DOCUMENT EXTRACT:
Monday, November 29, 2010

Dark Night of the Kenmore

The washing machine died suddenly earlier this week, right in the middle of a cycle. There it was, full of water, ready to rinse and spin. But it will never rinse and spin again. It was difficult for us to accept, as we like to was clothes. And I had just fixed the dryer. Somehow I looked and found the problem, fiddled with it, and ba-boom, it sprang to life. No such luck with the washing machine. But before I knew just how seriously dead it was, I tried to fix it. This turned out to be a mistake.

In a very manly way, I pulled the infernal contraption away from the wall, ready to turn screws and poke and pull things. First I detached the hot and cold water connections. Happy day. Then I took to a-screwin'. A very large metal plate had to come off to reveal the guts inside. My mind was packed with images of broken belts, or perhaps a large on/off switch. Something fixable. A working trophy of my handiness sat a couple of feet behind me. The dryer. My confidence was bolstered.

Then, with frightening speed, all bloody hell broke loose. As I pulled the plate out, my fat little hand (which was holding a screwdriver) slipped and flew into the (apparently) razor-sharp edge of the plate. Blood shot across the floor. I stood up and said the only thing I could say in a moment like that. "Ah, cripes."

Data excerpted from a collection:
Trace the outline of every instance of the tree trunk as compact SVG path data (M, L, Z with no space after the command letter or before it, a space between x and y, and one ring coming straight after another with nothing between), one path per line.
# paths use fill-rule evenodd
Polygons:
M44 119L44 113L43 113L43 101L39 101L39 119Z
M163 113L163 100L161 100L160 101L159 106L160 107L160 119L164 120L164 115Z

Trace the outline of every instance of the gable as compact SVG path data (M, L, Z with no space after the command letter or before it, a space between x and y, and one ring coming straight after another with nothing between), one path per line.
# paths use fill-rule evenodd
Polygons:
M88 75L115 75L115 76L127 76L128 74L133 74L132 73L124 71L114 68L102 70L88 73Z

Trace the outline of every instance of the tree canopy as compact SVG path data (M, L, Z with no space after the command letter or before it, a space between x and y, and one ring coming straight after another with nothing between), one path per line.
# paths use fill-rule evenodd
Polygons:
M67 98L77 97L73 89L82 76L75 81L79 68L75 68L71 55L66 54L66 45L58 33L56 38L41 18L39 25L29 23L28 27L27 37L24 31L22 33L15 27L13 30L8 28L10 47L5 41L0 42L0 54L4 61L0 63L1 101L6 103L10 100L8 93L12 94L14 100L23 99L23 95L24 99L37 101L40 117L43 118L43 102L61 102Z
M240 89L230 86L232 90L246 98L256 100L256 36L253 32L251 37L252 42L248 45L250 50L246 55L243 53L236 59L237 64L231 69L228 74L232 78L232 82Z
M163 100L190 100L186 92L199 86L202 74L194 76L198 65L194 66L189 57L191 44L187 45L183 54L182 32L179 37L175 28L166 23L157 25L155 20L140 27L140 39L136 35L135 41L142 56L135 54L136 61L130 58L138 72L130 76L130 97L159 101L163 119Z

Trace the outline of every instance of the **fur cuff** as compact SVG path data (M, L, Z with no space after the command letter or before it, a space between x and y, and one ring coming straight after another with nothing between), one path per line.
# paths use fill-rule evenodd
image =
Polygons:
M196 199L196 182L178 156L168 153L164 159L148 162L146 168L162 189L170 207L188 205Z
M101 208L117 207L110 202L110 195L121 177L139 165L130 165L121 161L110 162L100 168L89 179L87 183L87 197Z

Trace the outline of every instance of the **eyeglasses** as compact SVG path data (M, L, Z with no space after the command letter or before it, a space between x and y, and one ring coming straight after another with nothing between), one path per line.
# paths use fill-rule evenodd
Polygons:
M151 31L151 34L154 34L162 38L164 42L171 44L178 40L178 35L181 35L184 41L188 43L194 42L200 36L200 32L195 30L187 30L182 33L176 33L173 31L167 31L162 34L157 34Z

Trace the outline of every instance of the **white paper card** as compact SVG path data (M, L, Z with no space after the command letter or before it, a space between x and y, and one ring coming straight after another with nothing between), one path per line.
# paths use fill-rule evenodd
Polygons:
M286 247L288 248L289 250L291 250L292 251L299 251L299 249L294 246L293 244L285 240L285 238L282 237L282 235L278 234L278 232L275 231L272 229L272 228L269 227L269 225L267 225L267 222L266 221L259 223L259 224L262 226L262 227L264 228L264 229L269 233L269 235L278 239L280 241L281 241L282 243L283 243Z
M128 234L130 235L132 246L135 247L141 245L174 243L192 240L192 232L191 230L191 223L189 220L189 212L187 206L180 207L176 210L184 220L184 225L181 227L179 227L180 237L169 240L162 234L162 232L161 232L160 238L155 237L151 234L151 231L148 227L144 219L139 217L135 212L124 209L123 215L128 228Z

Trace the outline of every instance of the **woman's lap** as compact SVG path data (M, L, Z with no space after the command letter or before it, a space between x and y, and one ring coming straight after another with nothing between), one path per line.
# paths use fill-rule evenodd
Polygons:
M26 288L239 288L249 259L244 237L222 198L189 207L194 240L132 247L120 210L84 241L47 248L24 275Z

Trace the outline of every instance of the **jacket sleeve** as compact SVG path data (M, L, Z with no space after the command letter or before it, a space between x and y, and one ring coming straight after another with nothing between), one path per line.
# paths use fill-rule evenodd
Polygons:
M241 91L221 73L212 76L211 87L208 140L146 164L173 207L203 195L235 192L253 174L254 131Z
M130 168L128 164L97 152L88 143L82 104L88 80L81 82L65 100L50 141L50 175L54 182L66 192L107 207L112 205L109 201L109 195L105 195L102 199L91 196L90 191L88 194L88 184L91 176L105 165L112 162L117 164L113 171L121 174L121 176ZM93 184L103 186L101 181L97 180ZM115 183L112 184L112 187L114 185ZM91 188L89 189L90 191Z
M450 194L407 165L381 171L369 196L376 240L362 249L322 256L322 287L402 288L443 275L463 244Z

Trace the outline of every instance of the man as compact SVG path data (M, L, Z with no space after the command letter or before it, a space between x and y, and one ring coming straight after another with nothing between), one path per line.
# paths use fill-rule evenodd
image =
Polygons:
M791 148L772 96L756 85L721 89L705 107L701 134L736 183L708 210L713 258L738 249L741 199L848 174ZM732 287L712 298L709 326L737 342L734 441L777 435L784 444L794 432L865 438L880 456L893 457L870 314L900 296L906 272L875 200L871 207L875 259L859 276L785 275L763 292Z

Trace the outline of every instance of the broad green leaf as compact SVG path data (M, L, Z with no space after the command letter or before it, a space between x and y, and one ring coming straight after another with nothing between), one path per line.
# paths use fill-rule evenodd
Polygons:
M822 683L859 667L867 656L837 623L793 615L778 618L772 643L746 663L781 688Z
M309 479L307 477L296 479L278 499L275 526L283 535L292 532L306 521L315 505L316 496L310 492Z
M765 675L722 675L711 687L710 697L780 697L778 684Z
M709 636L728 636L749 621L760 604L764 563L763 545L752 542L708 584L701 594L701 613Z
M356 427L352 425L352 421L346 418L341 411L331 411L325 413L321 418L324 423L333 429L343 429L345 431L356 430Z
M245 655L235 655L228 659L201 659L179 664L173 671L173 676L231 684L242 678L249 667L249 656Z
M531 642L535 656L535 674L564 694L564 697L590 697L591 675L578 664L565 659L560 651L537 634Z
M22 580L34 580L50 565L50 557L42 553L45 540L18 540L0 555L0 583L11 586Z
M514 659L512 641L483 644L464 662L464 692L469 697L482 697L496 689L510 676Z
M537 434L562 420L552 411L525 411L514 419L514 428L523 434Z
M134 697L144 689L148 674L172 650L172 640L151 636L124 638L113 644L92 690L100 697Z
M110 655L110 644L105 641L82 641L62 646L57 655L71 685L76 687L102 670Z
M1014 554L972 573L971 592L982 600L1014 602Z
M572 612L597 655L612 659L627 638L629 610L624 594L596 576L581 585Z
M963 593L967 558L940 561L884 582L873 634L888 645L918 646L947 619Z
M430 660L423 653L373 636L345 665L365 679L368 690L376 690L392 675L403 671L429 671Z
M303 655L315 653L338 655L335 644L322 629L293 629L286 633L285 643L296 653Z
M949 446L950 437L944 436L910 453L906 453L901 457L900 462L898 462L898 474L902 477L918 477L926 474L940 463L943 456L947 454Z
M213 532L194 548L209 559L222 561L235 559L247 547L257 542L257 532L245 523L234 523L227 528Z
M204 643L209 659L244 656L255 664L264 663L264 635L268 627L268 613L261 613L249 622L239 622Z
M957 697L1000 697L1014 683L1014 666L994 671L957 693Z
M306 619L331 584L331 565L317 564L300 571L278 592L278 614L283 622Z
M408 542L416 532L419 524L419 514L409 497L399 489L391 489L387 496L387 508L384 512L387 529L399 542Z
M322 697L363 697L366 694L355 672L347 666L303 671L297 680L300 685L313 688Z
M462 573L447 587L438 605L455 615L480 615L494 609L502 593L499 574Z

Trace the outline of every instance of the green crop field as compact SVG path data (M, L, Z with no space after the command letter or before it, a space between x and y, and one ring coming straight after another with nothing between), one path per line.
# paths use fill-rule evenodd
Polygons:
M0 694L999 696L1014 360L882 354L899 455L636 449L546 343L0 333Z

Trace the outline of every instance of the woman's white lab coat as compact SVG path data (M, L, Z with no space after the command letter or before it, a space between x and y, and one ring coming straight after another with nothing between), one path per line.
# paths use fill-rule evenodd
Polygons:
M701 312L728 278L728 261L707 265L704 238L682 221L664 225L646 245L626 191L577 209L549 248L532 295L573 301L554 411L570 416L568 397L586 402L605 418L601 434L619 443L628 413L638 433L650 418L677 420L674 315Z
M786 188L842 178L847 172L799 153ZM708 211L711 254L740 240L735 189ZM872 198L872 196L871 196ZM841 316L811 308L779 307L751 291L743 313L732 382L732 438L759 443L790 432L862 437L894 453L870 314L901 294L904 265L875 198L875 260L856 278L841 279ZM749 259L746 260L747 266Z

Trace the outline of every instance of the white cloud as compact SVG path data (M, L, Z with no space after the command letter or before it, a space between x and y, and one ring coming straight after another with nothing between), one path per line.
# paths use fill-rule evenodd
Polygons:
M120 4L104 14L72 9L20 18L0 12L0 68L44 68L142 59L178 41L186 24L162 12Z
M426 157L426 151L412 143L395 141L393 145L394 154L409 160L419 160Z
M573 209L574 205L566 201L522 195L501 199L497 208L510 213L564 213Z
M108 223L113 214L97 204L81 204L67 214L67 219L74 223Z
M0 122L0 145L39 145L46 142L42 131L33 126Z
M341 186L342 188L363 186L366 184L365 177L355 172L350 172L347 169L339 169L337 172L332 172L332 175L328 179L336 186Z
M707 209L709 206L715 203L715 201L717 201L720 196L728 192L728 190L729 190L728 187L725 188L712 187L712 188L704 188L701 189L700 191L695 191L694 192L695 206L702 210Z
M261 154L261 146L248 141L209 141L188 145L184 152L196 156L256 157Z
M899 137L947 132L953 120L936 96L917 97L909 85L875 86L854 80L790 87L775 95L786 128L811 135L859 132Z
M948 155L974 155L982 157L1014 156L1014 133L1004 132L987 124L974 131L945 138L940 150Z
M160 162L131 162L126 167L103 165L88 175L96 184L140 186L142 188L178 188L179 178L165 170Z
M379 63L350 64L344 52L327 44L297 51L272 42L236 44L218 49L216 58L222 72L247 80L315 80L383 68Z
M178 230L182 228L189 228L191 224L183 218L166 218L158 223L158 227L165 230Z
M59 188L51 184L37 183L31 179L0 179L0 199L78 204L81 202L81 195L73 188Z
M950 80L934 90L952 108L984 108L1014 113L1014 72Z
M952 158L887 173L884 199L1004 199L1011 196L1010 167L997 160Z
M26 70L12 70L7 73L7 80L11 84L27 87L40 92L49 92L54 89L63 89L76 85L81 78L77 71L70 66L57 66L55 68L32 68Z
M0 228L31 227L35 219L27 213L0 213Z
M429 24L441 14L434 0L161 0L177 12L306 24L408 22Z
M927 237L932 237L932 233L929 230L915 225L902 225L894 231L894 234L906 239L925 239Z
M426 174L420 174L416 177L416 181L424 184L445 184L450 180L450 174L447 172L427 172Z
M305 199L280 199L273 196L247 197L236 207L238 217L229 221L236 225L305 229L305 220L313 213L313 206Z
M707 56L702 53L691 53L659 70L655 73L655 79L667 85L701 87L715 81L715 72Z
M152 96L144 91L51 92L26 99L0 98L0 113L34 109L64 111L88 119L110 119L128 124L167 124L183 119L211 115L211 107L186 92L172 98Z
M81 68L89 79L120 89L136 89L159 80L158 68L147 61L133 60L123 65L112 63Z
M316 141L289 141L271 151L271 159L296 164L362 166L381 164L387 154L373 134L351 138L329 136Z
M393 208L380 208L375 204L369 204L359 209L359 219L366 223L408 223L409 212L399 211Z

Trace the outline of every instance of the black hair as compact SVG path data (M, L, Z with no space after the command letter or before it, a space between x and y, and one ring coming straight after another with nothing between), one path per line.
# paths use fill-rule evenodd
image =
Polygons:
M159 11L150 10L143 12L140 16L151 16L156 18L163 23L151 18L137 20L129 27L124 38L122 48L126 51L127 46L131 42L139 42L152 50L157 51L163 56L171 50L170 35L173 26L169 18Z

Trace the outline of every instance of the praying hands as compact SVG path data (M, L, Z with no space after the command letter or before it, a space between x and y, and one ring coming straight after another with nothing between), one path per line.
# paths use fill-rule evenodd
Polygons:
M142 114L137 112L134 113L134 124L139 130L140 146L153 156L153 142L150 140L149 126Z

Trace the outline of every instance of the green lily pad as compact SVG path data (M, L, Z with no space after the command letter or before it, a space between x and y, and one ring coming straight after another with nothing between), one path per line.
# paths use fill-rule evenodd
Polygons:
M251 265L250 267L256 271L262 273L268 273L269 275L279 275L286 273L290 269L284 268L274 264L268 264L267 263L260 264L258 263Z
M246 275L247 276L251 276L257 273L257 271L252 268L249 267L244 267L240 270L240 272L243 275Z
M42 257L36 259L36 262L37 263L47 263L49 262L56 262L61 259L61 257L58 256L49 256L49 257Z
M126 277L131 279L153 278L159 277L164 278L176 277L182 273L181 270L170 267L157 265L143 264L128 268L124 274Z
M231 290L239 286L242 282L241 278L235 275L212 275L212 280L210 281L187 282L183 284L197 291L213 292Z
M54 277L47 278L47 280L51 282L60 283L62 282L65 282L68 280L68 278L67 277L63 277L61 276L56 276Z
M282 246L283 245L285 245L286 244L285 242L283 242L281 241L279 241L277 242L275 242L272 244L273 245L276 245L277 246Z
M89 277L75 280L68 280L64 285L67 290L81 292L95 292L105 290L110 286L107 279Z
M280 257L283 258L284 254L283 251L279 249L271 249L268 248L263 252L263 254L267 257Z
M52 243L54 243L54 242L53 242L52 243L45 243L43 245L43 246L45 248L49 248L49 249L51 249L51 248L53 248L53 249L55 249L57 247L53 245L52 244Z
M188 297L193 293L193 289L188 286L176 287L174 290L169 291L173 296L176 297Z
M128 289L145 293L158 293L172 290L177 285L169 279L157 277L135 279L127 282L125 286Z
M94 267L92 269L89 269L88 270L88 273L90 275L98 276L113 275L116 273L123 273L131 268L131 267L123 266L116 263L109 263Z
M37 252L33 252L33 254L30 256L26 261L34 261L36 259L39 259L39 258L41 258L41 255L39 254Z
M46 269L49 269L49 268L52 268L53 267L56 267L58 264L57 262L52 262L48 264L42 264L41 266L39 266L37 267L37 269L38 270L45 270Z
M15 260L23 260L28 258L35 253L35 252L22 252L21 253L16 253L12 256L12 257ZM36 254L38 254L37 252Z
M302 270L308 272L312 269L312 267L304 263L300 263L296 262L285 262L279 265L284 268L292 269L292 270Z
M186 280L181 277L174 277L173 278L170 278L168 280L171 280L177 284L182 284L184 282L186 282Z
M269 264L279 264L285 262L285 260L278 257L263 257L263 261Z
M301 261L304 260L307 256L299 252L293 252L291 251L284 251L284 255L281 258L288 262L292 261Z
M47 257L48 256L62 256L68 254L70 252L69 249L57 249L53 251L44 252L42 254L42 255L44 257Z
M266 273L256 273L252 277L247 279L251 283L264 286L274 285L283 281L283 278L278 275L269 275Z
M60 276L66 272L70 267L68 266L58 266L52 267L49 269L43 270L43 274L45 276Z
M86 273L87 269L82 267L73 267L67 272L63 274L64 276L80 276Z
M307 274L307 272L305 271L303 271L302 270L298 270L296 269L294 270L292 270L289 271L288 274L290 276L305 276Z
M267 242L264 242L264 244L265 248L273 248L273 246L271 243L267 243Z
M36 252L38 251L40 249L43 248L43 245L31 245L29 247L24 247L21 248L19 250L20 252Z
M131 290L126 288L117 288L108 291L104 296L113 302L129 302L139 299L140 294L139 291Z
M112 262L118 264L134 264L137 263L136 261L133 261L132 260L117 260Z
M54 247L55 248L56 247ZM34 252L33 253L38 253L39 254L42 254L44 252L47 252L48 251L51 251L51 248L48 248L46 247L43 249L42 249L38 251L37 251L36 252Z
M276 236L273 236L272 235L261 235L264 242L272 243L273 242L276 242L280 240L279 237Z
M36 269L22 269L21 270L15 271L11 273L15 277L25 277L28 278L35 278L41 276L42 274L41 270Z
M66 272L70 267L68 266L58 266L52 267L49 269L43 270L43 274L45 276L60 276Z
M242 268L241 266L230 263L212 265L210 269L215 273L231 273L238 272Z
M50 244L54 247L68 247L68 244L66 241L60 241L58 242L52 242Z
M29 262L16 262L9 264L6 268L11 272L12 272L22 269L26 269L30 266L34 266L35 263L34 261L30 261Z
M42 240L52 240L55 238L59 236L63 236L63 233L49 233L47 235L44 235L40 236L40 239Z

ASSIGNMENT: Could you resume the washing machine post right after "Ah, cripes." and carry the story on from that point?

EXERCISE RESPONSE:
Nancy says that I was snow-white when I meandered up the basement stairs. That sounds reasonable. The sight of blood doesn't upset me. The upcoming trip to the hospital, however, did. It felt like such a redneck thing to do. Futzin' around with an appliance. Anything to save a buck.

On the way to the hospital, I decided not to put up a Christmas tree this year. I was ensconced in self-pity. Images of a little fat man (me) wrapped in fake, plastic branches, falling over, and subsequently impaling himself on the metal tree pole, presented themselves like a slideshow on the inside of my skull. My victory over the dryer was erased, and replaced with an embarrassing loss against the washing machine. I went from handy, to a complete bumbler, in a matter of minutes.

The hospital honeyfuggled around my hand, and they ended up putting 11 stitches in there. Oh, the humanity! As I write this, thick black wires stick out of the wound like spiders emerging from my skin. Yuck.

Let this be a lesson to all you kids. Never try to do anything. If you're anything like me, you'll blow it. With a vengeance!